Locate the line that contains "Q: Mark a point on every instance of the shoulder". Print it and each following line through the end of the listing, verbatim, and nothing more.

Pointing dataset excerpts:
· · · · ·

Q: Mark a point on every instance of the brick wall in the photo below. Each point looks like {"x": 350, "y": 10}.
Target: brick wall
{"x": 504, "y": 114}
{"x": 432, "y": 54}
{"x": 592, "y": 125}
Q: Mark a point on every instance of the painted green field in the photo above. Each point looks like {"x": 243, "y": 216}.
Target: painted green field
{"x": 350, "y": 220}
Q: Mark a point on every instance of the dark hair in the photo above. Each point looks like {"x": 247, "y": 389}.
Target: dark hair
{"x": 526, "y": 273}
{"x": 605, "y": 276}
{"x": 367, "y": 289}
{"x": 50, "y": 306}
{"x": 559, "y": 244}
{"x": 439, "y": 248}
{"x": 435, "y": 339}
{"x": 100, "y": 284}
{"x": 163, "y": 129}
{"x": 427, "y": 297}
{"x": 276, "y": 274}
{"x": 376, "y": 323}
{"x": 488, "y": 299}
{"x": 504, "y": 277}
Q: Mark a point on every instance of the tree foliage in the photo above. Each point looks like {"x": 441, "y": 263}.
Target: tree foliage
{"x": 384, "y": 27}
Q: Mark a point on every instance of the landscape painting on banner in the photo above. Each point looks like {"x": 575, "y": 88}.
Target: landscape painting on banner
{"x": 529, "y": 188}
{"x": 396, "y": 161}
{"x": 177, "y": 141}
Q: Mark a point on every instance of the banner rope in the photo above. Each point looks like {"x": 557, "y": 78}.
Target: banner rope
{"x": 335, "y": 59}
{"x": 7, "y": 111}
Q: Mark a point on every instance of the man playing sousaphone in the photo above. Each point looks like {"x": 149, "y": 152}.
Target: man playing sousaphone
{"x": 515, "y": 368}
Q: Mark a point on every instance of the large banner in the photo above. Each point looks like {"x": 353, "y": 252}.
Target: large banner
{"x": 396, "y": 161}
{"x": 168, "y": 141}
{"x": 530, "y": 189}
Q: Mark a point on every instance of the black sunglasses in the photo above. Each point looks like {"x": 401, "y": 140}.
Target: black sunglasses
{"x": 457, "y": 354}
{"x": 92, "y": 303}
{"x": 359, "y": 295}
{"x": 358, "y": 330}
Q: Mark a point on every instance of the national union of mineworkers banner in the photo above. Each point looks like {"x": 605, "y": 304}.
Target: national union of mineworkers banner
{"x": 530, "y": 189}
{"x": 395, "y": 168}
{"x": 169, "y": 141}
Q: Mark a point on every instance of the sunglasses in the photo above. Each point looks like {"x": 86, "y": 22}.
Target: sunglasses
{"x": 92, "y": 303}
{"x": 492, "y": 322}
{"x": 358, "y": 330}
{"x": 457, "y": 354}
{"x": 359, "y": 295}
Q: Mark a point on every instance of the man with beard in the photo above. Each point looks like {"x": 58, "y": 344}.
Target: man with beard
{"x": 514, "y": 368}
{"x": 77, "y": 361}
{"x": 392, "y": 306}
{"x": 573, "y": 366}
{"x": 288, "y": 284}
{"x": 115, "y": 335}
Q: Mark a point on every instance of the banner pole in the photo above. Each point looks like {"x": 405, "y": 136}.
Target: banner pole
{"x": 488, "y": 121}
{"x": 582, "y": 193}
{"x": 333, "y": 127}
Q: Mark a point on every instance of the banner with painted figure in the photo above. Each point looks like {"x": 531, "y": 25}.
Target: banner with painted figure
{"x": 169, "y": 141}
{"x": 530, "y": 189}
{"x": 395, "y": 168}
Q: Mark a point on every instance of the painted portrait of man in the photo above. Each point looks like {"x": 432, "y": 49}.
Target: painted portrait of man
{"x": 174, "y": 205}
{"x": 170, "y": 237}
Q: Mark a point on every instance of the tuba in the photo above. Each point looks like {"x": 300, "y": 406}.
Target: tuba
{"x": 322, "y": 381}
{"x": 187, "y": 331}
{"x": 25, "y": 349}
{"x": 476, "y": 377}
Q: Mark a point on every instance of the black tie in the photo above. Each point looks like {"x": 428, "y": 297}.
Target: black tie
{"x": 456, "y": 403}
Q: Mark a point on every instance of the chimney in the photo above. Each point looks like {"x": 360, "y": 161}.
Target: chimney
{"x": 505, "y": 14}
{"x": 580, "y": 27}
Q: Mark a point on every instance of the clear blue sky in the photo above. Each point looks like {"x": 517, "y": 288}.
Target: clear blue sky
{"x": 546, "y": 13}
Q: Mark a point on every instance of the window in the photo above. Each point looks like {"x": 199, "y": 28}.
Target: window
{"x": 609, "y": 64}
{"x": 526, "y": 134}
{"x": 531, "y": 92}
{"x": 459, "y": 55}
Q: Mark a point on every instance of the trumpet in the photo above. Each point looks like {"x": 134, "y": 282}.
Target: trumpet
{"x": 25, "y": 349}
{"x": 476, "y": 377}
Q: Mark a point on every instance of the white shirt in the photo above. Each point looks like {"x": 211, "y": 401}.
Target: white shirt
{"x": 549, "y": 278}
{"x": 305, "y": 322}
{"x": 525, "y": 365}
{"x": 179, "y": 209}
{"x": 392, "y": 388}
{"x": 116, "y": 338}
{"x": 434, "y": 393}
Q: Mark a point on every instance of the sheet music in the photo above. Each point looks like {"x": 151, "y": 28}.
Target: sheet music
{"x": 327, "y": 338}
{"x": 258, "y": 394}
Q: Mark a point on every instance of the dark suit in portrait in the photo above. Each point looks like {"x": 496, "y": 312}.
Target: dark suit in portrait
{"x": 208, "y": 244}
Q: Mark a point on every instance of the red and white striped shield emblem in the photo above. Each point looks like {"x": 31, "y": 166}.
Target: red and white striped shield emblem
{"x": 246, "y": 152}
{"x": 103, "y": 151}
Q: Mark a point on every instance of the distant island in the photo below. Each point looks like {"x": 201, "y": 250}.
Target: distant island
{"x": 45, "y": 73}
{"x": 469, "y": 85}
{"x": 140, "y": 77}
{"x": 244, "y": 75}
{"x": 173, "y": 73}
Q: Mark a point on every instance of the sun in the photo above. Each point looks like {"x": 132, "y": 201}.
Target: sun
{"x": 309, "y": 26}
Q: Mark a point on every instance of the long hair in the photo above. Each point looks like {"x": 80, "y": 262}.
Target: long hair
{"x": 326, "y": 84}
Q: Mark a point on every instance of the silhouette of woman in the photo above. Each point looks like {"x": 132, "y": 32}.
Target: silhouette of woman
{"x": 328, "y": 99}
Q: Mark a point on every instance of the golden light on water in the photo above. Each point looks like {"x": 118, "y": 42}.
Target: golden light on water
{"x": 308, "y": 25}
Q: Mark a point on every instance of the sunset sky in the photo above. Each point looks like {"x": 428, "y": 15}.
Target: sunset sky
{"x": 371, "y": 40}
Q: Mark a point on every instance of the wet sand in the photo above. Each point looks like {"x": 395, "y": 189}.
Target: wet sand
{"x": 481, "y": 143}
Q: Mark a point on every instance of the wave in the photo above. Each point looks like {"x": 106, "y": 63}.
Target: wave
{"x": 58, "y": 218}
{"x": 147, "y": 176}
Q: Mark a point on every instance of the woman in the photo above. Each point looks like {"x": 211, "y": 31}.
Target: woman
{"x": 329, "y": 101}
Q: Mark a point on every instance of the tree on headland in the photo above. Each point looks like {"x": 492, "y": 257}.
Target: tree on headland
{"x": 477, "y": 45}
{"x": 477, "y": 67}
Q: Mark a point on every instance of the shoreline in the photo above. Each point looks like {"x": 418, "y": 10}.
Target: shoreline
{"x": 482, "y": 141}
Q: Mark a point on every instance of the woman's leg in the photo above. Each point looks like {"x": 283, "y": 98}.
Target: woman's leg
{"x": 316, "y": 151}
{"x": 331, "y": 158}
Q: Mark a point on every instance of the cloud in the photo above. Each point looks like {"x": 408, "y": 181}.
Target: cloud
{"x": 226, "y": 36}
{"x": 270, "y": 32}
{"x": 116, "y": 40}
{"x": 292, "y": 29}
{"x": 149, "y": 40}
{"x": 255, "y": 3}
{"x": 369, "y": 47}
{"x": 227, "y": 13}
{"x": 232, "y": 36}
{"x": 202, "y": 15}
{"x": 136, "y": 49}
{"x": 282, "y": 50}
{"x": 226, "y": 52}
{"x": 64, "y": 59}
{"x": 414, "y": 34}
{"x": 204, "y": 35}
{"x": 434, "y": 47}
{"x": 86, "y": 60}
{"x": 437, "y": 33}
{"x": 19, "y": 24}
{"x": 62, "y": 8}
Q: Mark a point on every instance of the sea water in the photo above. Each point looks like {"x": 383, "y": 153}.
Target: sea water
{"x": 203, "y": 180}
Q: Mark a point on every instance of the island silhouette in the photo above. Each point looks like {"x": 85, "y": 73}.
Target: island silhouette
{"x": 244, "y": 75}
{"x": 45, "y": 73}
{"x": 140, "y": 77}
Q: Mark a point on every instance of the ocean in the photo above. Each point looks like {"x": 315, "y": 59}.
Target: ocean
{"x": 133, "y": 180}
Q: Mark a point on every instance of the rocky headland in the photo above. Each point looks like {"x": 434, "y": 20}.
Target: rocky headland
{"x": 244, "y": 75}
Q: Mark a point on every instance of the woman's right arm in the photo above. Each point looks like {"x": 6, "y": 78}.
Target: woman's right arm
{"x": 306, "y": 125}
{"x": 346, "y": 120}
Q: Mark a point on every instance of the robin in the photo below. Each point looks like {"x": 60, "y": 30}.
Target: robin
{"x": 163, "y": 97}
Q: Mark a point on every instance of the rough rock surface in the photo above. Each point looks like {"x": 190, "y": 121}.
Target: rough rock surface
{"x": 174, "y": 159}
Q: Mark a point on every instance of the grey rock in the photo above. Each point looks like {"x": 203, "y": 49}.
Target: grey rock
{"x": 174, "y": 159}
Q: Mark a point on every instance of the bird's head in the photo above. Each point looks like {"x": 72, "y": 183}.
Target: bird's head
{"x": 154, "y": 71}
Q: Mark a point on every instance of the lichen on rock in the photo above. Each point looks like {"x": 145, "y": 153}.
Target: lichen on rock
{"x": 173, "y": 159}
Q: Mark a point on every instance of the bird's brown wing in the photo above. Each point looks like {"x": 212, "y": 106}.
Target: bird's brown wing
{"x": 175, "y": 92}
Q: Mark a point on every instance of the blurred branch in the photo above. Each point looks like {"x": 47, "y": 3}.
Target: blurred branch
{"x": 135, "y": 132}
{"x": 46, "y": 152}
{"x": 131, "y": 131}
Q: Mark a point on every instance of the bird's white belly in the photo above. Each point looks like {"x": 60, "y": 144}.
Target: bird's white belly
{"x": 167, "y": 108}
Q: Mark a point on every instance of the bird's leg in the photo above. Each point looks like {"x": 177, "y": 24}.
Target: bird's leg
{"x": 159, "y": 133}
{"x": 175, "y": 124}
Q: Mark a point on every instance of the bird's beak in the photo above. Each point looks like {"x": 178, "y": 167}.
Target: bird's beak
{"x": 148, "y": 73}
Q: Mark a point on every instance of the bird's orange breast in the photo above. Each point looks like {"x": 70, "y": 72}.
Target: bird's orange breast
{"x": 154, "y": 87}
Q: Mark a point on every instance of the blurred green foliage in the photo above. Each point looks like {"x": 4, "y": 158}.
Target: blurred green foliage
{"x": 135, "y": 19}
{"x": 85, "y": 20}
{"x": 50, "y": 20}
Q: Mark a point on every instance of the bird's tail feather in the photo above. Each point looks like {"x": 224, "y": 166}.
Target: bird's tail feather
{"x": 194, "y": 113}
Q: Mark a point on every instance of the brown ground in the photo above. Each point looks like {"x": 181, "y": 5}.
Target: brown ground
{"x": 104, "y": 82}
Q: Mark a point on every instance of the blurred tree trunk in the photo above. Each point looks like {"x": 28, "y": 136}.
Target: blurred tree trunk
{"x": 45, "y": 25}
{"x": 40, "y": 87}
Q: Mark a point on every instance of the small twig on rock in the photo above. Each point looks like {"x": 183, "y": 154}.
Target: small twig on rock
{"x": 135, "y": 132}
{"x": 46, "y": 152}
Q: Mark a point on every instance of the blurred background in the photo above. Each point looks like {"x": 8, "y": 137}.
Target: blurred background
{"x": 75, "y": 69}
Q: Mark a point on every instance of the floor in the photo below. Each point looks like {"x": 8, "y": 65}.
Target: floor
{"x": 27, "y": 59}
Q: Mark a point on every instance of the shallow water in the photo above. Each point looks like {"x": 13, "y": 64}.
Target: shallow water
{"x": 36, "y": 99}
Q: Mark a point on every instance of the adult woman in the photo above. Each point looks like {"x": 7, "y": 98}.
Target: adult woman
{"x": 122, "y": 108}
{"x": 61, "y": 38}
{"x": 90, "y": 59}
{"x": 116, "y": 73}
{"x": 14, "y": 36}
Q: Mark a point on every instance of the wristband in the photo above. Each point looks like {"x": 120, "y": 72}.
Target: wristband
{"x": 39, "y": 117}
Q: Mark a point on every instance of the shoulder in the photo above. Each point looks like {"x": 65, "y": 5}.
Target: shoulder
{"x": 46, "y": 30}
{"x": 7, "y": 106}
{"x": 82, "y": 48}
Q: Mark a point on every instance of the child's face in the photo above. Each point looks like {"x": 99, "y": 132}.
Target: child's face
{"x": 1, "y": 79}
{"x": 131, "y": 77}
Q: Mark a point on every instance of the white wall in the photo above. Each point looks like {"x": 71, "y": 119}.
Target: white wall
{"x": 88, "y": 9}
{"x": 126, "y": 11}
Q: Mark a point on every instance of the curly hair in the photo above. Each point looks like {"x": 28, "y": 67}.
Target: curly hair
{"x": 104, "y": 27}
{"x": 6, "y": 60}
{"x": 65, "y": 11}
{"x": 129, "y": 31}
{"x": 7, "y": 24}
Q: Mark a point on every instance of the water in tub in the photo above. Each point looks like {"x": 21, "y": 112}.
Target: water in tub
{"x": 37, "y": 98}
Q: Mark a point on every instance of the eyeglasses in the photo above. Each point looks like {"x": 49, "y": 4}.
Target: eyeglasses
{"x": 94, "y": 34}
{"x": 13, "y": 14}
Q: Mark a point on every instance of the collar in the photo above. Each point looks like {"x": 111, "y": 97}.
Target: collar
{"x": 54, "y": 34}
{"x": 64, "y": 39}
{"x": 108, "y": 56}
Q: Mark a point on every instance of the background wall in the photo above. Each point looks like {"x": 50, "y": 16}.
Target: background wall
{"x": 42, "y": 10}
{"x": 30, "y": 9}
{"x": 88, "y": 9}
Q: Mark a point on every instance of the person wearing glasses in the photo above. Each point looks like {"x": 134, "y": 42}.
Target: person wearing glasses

· · · · ·

▶ _Exercise response_
Q: Mark a point on every instance of the shoulder in the photo above. Each point looks like {"x": 65, "y": 5}.
Target: shoulder
{"x": 46, "y": 30}
{"x": 7, "y": 106}
{"x": 82, "y": 48}
Q: Mark a point on every instance of the child's face in the photo above. Each point looks like {"x": 99, "y": 132}.
Target: child's face
{"x": 1, "y": 79}
{"x": 131, "y": 77}
Q: Mark a point on every instance of the white wall in the photo above. Each point looks like {"x": 71, "y": 119}.
Target: white wall
{"x": 88, "y": 9}
{"x": 126, "y": 11}
Q: Mark a point on every instance of the curly hair in the photo above. Each point looks like {"x": 28, "y": 67}.
Target: curly hair
{"x": 104, "y": 27}
{"x": 6, "y": 60}
{"x": 65, "y": 11}
{"x": 129, "y": 31}
{"x": 7, "y": 24}
Q: Mark a point on every instance of the water in tub in the photo above. Each point looks like {"x": 21, "y": 112}.
Target: water in tub
{"x": 37, "y": 98}
Q: Mark a point on every instance of the eyeglasses in the photo above. Each point looks like {"x": 49, "y": 4}.
Target: eyeglasses
{"x": 94, "y": 34}
{"x": 13, "y": 14}
Q: Mark a point on every instance of the collar in the photo above. Each point looks like {"x": 111, "y": 97}.
Target: collar
{"x": 54, "y": 34}
{"x": 64, "y": 39}
{"x": 108, "y": 56}
Q: Mark a point on every instance of the background wall in the photo above. Each point looks like {"x": 50, "y": 16}.
Target: background wall
{"x": 42, "y": 10}
{"x": 30, "y": 9}
{"x": 88, "y": 9}
Q: Mark a point on every instance of the person wearing glasses in the photo above. Each point looks like {"x": 134, "y": 42}.
Target: person wearing glasses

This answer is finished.